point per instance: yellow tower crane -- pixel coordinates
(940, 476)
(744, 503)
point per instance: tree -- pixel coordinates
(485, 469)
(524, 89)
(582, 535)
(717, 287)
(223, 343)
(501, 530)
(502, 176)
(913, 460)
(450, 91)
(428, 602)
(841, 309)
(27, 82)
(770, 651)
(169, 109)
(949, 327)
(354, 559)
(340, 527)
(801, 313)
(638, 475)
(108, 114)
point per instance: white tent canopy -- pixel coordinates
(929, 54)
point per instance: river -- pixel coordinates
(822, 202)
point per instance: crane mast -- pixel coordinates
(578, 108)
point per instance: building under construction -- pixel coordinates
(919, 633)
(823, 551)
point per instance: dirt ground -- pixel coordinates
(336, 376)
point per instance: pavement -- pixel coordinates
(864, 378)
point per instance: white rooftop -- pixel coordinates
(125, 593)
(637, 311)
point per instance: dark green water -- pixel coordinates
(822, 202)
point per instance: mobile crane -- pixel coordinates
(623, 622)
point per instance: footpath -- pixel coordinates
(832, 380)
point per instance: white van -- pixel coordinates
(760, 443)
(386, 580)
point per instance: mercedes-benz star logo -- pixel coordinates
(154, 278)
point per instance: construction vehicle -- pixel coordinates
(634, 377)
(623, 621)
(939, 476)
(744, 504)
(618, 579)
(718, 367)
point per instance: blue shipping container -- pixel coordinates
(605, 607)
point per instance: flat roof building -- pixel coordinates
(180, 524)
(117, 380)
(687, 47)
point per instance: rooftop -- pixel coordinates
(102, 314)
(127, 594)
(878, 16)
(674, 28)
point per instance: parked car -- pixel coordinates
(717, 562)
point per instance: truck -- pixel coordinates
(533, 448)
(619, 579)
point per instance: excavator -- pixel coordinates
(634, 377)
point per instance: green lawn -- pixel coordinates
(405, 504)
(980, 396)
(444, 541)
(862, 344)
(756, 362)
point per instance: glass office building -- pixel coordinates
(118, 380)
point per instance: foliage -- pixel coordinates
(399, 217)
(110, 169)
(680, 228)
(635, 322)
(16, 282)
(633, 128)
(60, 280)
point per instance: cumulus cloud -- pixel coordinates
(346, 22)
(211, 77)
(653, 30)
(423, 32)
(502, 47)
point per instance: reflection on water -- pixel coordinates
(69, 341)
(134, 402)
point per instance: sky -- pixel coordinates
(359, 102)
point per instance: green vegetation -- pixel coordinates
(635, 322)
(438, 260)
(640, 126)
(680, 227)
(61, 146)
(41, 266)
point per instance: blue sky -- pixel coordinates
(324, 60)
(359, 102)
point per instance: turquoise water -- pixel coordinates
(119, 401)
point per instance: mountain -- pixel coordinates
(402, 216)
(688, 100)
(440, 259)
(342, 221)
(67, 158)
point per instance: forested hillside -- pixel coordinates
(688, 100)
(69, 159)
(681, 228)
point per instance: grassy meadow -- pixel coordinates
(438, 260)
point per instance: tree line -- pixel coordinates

• **Task directions**
Reproduce the data in its entirety. Keep every character unchanged.

• **Response to the task**
point per instance: yellow tower crane -- pixel coordinates
(940, 476)
(744, 503)
point per instance: tree -- pixel coordinates
(485, 469)
(524, 89)
(582, 535)
(717, 287)
(223, 343)
(501, 530)
(502, 176)
(913, 460)
(450, 91)
(428, 602)
(841, 309)
(27, 82)
(770, 651)
(169, 109)
(949, 327)
(354, 559)
(340, 527)
(801, 313)
(638, 475)
(108, 114)
point per instance: white tent canopy -- pixel coordinates
(929, 54)
point per instance: river -- pixel coordinates
(822, 202)
point per instance: crane mast -- pixel coordinates
(578, 108)
point per instance: building under construction -- pixel coordinates
(919, 633)
(823, 551)
point per instance: dirt ground -- pixel coordinates
(336, 376)
point per instance: pavement -- pixel coordinates
(864, 378)
point per instance: white rooftop -- pixel coordinates
(125, 593)
(637, 311)
point per instance: dark green water -- pixel coordinates
(822, 202)
point per instance: mobile crane -- pixel coordinates
(623, 622)
point per instance: footpath -- pixel coordinates
(832, 380)
point per instance: white van -- pixel coordinates
(760, 443)
(386, 580)
point per instance: mercedes-benz star logo -- pixel coordinates
(154, 278)
point per instance: construction vehicle -- pixel coordinates
(634, 377)
(623, 621)
(939, 476)
(744, 504)
(618, 579)
(718, 367)
point per instance: blue shipping container -- pixel coordinates
(605, 607)
point per instance: flat roof building -- pixel coordinates
(180, 524)
(117, 380)
(687, 47)
point per instance: rooftop -- pixel coordinates
(102, 314)
(127, 594)
(878, 16)
(674, 28)
point per instance: parked car -- pixel coordinates
(717, 562)
point per instance: truck -- pixel coordinates
(533, 448)
(619, 579)
point per instance: excavator -- pixel coordinates
(634, 377)
point per instance: green lawn -- pixel coordinates
(405, 504)
(980, 396)
(444, 541)
(862, 344)
(756, 362)
point per instance: glass office building -- pixel coordinates
(118, 380)
point per instance: foliage -- pixel coordinates
(399, 217)
(110, 169)
(680, 228)
(635, 322)
(16, 282)
(633, 128)
(60, 280)
point per instance: cumulus cloud -- pixel coordinates
(346, 22)
(211, 77)
(653, 30)
(423, 32)
(502, 47)
point per instance: reflection on water -- pixel coordinates
(69, 341)
(134, 402)
point per instance: sky -- pixel coordinates
(359, 102)
point per instance: green vegetation -- pixel coordinates
(635, 322)
(438, 260)
(640, 126)
(680, 227)
(61, 146)
(41, 266)
point per instance: blue sky -- pixel coordinates
(324, 60)
(359, 102)
point per instance: turquoise water -- pixel coordinates
(119, 401)
point per instance: mountain -- pixel coordinates
(402, 216)
(688, 100)
(440, 259)
(342, 221)
(67, 158)
point per instance: forested hillside -- pixel coordinates
(688, 100)
(69, 159)
(681, 228)
point per instance: grassy meadow -- pixel coordinates
(438, 260)
point per instance: tree line -- pixel coordinates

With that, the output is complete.